Dans « Frère d’âme », David Diop nous livre l’histoire d’un tirailleur sénégalais durant la Grande Guerre

David Diop a écrit "Frère d'âme". (Capture d'écran Youtube/Edition du Seuil)

« Mes camarades, mes amis de guerre, ont commencé à me craindre dès la quatrième main. » Depuis la mort de son ami d’enfance Mademba Diop, éventré par une baïonnette, Alfa Ndiaye n’est plus le même. La longue agonie de son « plus que frère », qu’il n’a pas su abréger malgré ses supplications, a fait naître en lui un désir de vengeance qui le pousse, la nuit, à se fondre dans la tranchée adverse pour infliger la même mort atroce à « l’ennemi aux yeux bleus », et ramener l’une de ses mains coupées en guise de trophée.…

D’abord célébré par ses camarades pour son audace et sa bravoure, Alfa se retrouve bientôt isolé, personne n’osant plus partager avec lui sa maigre pitance ni le regarder dans les yeux. « Pour tous, soldats noirs et blancs, je suis devenu la mort. »

Convoqué par sa hiérarchie, Alfa est envoyé à l’arrière, confié aux soins du docteur François, « purificateur de nos têtes souillées de guerre ». Loin de la ligne de front et de l’ennemi, le jeune homme se souvient de son enfance dans le village de Gandiol, près de Saint-Louis, au Sénégal, et des raisons pour lesquelles Mademba et lui ont voulu s’engager dans la Grande Guerre sous le drapeau français.

Où s’arrête l’humain, où commence la barbarie?
* * * * * * *
■ Travail demandé ■
Dites si chaque affirmation concorde avec le texte sur « Frère d'âme » ci-dessus, en répondant oui ou non et en citant les mots du texte qui permettent de trancher.
(a) Mademba Diop a été tué par une baïonnette.
(b) Alfa reste entouré de ses camarades jusqu'au bout.
(c) Alfa a passé son enfance dans le village de Gandiol.
* * * * * * *
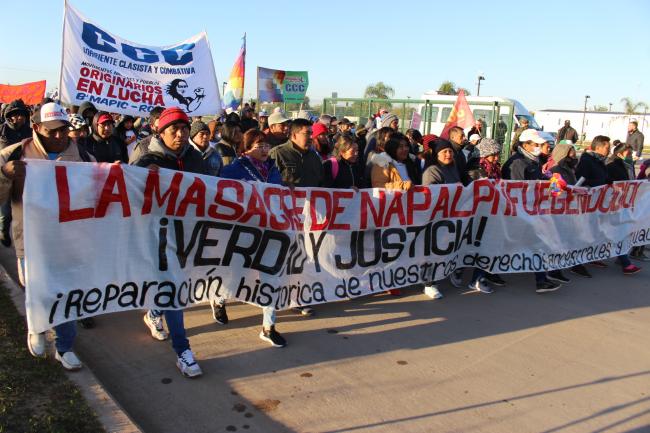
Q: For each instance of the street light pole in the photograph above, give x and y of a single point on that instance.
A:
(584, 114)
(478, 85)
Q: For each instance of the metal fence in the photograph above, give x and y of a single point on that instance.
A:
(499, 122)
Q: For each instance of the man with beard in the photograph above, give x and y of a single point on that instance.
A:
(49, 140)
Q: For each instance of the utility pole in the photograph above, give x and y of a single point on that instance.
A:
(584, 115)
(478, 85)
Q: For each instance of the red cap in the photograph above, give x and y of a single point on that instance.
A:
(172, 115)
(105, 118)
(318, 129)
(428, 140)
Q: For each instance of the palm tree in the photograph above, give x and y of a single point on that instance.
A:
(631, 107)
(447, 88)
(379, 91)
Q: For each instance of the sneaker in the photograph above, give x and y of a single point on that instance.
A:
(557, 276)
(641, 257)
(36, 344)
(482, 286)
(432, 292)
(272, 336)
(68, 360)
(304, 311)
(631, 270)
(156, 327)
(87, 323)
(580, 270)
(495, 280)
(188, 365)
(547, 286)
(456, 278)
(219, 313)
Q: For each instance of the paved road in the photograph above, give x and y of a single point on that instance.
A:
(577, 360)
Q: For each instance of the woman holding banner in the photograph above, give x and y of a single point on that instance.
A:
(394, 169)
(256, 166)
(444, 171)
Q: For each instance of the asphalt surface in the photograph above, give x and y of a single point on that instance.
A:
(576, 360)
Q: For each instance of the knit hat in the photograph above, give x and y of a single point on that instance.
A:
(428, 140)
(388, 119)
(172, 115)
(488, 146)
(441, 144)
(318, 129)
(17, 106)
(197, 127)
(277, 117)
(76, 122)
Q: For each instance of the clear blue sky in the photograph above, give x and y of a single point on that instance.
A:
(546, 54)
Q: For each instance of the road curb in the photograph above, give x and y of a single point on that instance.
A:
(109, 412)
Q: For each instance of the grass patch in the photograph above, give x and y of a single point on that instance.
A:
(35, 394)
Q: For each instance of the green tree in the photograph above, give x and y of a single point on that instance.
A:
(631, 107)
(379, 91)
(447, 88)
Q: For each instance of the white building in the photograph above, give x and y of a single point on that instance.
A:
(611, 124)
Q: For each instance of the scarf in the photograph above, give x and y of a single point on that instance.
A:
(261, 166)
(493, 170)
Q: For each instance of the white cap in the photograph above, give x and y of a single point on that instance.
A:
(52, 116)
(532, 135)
* * * * * * *
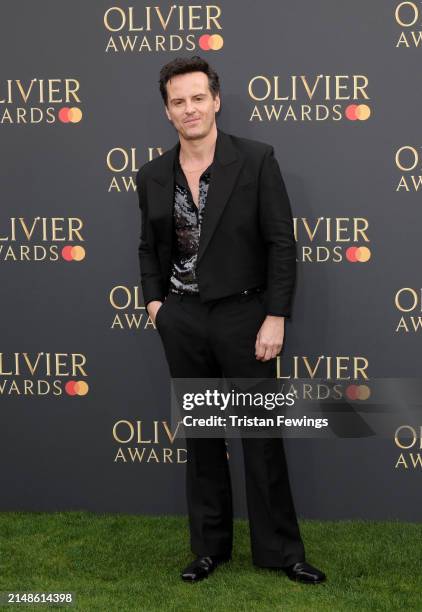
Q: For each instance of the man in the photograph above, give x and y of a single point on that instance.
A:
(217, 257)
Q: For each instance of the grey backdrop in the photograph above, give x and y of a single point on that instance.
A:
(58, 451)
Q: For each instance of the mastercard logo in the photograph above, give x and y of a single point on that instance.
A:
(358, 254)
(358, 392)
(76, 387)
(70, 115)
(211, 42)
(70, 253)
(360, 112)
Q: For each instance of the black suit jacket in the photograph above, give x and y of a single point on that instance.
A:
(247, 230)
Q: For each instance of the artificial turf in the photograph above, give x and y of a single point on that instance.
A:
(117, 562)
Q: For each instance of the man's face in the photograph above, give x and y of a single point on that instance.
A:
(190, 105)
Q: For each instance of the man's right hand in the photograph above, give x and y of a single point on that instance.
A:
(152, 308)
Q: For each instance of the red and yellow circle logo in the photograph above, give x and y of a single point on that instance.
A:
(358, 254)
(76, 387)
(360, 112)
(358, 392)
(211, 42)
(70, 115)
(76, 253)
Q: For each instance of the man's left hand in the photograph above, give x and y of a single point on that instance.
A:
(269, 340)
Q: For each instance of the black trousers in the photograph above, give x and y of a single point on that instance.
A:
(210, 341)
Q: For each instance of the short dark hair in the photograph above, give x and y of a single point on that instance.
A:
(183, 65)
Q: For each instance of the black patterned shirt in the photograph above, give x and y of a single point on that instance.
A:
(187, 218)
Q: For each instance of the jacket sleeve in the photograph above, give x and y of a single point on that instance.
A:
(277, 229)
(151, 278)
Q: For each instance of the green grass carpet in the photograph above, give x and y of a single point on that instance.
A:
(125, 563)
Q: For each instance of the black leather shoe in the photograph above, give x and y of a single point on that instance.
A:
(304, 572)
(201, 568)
* * * * * * *
■ Corrigé ■
(a) Oui : « éventré par une baïonnette ».
(b) Non : « Alfa se retrouve bientôt isolé ».
(c) Oui : « son enfance dans le village de Gandiol ».